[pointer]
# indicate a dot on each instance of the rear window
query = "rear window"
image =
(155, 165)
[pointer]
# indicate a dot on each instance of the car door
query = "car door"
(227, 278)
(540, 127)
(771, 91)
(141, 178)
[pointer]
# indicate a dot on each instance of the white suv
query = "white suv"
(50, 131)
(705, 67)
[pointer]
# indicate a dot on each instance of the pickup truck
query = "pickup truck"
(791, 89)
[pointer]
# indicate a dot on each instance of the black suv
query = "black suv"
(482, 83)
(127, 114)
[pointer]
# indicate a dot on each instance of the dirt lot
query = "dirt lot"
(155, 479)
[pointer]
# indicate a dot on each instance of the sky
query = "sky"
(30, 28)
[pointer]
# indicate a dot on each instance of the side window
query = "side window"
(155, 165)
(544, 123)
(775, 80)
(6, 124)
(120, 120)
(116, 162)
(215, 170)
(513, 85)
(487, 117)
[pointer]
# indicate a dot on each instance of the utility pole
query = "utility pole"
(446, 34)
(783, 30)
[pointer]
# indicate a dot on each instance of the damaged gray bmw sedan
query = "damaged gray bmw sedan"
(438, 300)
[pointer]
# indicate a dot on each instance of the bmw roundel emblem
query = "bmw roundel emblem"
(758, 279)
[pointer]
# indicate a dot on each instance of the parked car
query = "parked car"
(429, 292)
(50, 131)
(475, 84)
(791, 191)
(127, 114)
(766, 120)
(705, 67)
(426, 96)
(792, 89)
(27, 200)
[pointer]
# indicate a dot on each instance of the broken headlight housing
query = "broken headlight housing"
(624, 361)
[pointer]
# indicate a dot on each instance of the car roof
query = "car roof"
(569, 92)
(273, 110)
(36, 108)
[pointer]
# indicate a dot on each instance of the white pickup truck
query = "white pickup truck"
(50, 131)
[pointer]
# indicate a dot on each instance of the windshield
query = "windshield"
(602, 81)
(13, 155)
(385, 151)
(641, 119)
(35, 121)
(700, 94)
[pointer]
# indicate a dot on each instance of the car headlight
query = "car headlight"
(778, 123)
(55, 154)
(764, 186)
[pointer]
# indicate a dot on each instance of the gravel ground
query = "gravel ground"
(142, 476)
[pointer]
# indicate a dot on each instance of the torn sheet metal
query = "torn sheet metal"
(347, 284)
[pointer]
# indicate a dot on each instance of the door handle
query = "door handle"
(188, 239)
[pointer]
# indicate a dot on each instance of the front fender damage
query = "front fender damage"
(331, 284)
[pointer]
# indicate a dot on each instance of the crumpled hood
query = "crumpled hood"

=-=-=

» **About this exercise**:
Among the lines above, find those that contain the word "hood" and copy them.

» **Written solution**:
# indicate a dot on each instance of the crumpled hood
query = "crumpled hood"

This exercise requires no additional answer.